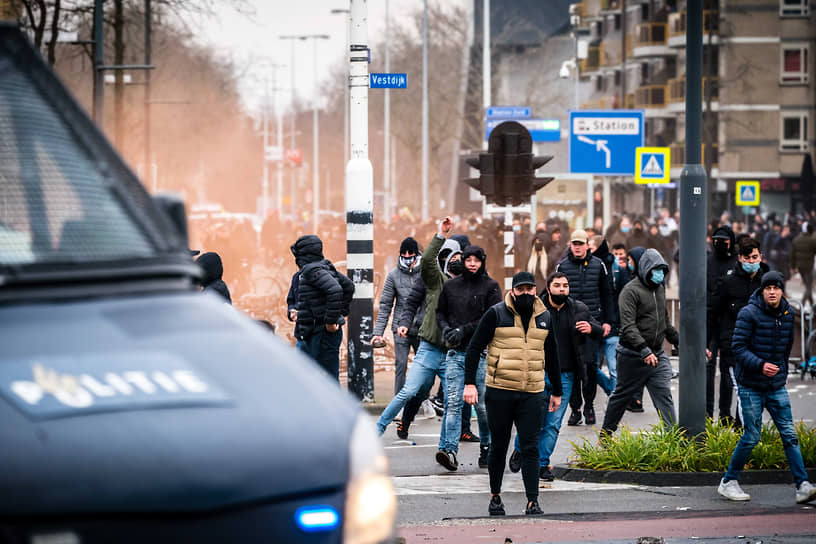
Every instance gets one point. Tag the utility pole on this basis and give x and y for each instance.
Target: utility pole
(693, 209)
(425, 112)
(360, 214)
(387, 127)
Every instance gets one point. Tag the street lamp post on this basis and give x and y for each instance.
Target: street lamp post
(340, 11)
(316, 140)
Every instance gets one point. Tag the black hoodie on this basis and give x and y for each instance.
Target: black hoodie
(324, 295)
(213, 269)
(464, 300)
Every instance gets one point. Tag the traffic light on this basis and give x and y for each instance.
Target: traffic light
(507, 170)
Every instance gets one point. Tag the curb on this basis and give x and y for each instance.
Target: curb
(672, 479)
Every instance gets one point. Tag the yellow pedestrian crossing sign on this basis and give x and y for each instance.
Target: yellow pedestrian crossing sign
(747, 193)
(652, 165)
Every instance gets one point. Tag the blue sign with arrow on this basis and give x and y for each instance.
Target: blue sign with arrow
(604, 142)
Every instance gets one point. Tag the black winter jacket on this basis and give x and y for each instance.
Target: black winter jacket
(464, 300)
(730, 295)
(762, 334)
(589, 284)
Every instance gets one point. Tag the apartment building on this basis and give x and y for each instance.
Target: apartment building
(759, 90)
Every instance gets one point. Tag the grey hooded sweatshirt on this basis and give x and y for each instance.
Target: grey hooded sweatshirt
(644, 318)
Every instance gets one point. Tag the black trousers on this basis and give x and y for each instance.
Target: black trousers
(726, 383)
(584, 394)
(504, 409)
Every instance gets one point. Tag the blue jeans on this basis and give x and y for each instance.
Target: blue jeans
(750, 406)
(607, 383)
(429, 362)
(324, 347)
(454, 388)
(551, 420)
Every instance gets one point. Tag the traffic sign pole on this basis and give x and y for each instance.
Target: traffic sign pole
(360, 214)
(693, 211)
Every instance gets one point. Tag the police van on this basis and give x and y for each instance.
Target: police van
(134, 408)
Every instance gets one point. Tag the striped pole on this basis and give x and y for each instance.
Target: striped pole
(360, 214)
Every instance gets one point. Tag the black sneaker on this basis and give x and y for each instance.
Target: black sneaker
(402, 430)
(635, 406)
(545, 474)
(515, 461)
(589, 415)
(496, 507)
(533, 509)
(483, 456)
(447, 459)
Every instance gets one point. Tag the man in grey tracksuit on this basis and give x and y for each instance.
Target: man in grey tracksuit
(644, 325)
(398, 285)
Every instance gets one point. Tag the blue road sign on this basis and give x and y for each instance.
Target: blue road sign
(603, 142)
(508, 112)
(388, 81)
(542, 130)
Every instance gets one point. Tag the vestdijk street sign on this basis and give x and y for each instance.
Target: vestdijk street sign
(603, 142)
(508, 112)
(652, 165)
(388, 81)
(747, 193)
(541, 130)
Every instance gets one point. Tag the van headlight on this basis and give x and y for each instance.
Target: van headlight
(371, 505)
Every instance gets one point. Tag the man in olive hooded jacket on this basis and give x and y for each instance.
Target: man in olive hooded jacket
(645, 324)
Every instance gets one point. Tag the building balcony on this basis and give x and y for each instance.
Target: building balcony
(678, 155)
(677, 92)
(651, 40)
(677, 28)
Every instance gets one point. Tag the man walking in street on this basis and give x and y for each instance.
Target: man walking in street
(762, 342)
(462, 303)
(521, 354)
(588, 283)
(803, 249)
(571, 325)
(730, 295)
(398, 285)
(641, 360)
(323, 299)
(442, 257)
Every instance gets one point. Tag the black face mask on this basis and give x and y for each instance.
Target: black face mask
(721, 247)
(456, 268)
(524, 303)
(558, 300)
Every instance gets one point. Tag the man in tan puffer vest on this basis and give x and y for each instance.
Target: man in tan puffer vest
(520, 349)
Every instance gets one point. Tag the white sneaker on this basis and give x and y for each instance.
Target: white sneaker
(806, 492)
(732, 491)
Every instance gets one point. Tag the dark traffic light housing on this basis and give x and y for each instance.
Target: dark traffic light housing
(507, 170)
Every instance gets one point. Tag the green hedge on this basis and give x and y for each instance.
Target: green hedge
(663, 449)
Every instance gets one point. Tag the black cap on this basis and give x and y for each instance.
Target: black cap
(772, 278)
(523, 278)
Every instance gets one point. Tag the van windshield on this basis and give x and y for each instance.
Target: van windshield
(56, 204)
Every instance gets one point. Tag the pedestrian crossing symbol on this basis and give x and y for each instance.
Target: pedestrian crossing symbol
(747, 193)
(652, 165)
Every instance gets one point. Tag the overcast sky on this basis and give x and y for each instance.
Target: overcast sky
(254, 42)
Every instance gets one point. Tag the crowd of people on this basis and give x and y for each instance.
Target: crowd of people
(581, 300)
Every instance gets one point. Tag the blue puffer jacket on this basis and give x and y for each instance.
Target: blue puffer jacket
(762, 334)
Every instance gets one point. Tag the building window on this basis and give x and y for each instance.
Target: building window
(794, 131)
(793, 8)
(794, 63)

++++++++

PROBLEM: The answer consists only of the lines from the one containing "Every instance gets one point. Tag the man walking" to the end of the records, each written out exactly.

WRITTEN ANSWER:
Every instance gets one point. Tag the man walking in street on this basis and give x and y for each instance.
Target: man walking in street
(762, 342)
(462, 303)
(521, 354)
(588, 283)
(803, 249)
(571, 325)
(730, 295)
(398, 285)
(641, 360)
(323, 299)
(442, 257)
Every instance gets one point. Tag the black face mask on this basis and give x and y for each instance.
Target: black face mask
(721, 247)
(456, 268)
(524, 303)
(558, 300)
Every instance gets one point. Tag the man in tan puffer vest on this basis and give x and y for each instance.
Target: man in tan puffer vest
(520, 349)
Every instance gets one point. Tag the white sneaker on this basis and give x and y for each instance.
Target: white sneaker
(806, 492)
(732, 491)
Every instance gets one point. Tag the dark traffic light housing on this basis and give x and y for each instance.
Target: dark traffic light housing
(507, 170)
Every instance gets one point. Tag the green hedge on this basis and give x and y for each instance.
Target: green hedge
(663, 449)
Every instance gets one point. Tag the black cap on this basis and give x and y for each instance.
Target: black cap
(772, 278)
(523, 278)
Every instance gets one point. Tag the van windshield on this basis and give x and y for each instance.
Target: van windshield
(56, 204)
Every instance gets one point. Tag the pedestrian crossing symbol on this basis and give x and y for each instance.
Target: pedestrian crossing symbol
(747, 193)
(652, 165)
Every instance gets one point. Tag the overcast sky on this basis and give x and y for each instance.
Target: overcast sky
(254, 42)
Every instance gets one point. Tag the crowd of people on this basis and give x and y for each instance.
Target: crowd of people
(581, 300)
Every instance gets one point. Tag the blue puffer jacket on this basis and give x and y for each instance.
Target: blue puffer jacket
(762, 334)
Every instance gets one point. Tag the building window on this basis and give x and y for each instance.
Target: building window
(794, 131)
(793, 8)
(794, 63)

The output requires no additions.